┌─ Dataset rows

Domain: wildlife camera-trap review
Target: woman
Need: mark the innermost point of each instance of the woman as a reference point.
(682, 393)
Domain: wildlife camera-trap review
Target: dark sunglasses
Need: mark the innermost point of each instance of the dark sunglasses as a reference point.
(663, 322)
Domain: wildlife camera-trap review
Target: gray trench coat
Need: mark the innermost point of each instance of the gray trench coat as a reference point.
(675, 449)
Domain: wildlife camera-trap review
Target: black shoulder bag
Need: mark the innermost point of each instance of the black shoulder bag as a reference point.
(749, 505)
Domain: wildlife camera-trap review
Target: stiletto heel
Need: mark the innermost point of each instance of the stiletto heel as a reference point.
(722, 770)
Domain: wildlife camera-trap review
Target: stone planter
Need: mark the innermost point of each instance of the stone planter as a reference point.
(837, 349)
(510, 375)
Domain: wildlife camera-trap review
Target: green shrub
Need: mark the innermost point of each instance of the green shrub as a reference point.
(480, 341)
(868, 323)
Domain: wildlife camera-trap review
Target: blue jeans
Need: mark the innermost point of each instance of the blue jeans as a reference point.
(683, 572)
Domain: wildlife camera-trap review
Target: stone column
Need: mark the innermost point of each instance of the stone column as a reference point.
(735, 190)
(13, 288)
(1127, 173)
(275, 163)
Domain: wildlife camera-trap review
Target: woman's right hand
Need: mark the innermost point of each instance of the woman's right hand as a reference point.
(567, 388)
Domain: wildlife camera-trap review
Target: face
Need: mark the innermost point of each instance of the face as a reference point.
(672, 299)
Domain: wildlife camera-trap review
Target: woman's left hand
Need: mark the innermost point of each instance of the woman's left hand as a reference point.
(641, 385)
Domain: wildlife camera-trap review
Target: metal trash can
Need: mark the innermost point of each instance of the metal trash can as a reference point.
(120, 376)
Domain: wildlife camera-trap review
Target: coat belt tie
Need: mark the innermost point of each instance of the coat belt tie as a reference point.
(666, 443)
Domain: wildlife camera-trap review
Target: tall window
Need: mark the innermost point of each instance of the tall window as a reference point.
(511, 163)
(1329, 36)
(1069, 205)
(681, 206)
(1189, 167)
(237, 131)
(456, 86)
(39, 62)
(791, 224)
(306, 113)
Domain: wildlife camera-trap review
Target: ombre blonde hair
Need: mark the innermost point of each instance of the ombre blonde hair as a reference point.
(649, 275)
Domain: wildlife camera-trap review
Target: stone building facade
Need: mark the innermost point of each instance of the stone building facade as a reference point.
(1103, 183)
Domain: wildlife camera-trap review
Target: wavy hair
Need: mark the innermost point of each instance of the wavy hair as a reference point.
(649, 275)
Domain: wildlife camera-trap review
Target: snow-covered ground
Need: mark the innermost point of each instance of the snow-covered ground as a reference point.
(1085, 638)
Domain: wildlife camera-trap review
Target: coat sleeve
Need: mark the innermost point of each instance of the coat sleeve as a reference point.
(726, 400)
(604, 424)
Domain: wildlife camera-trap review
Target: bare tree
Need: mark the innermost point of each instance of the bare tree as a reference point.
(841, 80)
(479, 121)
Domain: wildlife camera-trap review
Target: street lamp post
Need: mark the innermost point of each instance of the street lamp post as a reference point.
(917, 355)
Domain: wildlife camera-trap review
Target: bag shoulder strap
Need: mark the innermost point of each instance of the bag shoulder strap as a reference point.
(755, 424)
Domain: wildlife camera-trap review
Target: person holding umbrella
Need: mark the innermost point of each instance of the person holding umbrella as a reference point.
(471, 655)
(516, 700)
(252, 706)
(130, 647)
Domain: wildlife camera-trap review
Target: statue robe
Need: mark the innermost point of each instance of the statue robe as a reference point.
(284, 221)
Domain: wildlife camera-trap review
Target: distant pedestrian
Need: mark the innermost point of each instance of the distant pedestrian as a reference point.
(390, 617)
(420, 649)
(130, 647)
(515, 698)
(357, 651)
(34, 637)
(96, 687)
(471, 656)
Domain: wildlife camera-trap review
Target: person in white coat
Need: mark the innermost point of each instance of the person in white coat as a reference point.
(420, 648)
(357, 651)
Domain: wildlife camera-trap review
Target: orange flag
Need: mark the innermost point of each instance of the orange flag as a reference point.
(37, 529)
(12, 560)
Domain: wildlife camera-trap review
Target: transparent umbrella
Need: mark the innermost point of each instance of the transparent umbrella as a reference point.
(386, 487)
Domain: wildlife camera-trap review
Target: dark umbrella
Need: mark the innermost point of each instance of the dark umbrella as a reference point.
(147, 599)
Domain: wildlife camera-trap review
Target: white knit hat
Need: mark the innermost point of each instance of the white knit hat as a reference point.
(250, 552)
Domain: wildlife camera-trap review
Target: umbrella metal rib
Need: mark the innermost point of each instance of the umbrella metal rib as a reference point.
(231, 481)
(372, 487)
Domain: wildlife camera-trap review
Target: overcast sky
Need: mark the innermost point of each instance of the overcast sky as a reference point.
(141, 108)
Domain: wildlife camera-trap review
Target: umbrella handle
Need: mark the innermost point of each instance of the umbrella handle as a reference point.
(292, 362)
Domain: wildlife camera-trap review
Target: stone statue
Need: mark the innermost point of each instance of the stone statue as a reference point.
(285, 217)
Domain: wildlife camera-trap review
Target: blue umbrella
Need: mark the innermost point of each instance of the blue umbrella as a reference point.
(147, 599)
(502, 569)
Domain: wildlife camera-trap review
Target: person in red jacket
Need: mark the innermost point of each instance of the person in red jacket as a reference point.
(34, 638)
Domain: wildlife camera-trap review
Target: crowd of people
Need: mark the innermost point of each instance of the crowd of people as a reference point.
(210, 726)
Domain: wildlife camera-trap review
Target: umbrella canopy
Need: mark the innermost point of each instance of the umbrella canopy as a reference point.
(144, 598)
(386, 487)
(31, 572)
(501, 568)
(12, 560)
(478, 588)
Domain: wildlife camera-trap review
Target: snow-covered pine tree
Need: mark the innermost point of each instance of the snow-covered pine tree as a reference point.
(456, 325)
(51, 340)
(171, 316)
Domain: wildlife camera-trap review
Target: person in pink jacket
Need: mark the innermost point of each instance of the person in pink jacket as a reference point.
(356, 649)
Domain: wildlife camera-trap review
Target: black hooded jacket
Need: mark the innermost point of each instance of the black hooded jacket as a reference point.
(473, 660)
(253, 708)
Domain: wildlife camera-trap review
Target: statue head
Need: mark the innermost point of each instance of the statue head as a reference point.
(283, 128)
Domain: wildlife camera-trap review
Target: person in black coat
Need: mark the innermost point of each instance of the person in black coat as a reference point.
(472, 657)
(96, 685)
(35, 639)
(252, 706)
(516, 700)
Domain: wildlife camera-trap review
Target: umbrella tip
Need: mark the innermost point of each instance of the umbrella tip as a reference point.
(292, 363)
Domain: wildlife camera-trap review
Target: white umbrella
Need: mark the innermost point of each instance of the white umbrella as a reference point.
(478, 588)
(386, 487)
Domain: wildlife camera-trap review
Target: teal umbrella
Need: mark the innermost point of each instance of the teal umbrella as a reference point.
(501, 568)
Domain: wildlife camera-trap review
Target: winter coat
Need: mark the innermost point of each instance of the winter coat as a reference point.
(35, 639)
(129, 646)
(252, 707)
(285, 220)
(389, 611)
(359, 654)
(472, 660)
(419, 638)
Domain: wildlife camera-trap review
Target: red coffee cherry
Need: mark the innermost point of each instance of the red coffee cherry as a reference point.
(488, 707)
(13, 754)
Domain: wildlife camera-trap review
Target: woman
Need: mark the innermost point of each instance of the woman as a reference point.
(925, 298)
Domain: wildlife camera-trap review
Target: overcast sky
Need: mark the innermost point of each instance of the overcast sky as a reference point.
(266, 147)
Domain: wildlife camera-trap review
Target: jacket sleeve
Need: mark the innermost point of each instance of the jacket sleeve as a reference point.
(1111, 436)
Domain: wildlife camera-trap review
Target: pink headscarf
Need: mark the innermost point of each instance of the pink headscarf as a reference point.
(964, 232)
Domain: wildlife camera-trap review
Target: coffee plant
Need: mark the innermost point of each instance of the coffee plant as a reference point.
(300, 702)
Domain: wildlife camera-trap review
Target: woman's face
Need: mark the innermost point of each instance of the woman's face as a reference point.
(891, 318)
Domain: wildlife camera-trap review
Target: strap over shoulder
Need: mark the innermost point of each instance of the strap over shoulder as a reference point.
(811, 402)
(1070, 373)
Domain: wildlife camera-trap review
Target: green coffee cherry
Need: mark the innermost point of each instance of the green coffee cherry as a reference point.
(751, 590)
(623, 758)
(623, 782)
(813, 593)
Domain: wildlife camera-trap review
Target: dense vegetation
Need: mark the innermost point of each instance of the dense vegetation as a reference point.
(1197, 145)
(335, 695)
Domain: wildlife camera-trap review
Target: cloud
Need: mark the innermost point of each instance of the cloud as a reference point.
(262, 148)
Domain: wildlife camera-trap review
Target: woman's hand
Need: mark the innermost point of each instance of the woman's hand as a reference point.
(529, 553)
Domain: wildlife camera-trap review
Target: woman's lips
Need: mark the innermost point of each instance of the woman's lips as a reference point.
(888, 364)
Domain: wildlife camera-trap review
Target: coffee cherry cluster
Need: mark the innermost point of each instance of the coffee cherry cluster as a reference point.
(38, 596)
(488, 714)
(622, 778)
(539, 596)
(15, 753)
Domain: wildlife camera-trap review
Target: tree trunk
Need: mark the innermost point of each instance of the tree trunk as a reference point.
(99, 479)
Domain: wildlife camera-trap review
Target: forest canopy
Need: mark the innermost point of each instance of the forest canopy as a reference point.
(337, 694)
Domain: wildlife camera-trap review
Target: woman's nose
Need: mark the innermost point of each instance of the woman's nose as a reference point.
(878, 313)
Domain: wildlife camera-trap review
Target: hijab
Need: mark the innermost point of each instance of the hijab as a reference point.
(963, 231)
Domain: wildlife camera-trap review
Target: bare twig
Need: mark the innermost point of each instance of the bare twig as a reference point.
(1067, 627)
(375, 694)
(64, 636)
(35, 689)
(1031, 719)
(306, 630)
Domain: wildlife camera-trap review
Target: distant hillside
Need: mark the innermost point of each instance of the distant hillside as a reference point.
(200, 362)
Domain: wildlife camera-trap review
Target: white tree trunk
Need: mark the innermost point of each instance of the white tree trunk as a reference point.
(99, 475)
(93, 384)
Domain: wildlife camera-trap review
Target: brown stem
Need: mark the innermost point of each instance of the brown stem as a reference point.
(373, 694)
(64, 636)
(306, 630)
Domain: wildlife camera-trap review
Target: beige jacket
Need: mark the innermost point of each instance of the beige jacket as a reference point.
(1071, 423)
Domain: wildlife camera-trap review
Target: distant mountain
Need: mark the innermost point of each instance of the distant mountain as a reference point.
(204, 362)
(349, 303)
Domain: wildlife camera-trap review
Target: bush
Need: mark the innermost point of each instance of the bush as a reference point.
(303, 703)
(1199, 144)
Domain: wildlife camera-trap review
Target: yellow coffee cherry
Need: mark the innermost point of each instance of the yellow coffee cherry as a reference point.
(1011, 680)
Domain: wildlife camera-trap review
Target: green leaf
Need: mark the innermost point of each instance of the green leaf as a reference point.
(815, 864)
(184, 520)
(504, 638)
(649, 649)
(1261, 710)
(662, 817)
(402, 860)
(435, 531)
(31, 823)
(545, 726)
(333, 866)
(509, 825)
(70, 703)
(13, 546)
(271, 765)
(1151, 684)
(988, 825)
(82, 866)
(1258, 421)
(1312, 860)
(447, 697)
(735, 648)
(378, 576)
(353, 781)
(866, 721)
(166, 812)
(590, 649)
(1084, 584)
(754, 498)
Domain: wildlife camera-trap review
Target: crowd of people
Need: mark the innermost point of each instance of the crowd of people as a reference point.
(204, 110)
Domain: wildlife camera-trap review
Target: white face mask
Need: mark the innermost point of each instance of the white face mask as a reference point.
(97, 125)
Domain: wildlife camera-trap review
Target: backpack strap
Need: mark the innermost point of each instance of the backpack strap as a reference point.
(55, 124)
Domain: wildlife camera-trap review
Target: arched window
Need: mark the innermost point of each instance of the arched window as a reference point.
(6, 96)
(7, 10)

└─

## [Given problem]
Report each line of the items above that contains the string "street", copying every such line in full. Treat uppercase and lowercase letters as distinct.

## [Reply]
Target: street lamp post
Need: mark the innermost point of each instance of the street lamp post as a reference point.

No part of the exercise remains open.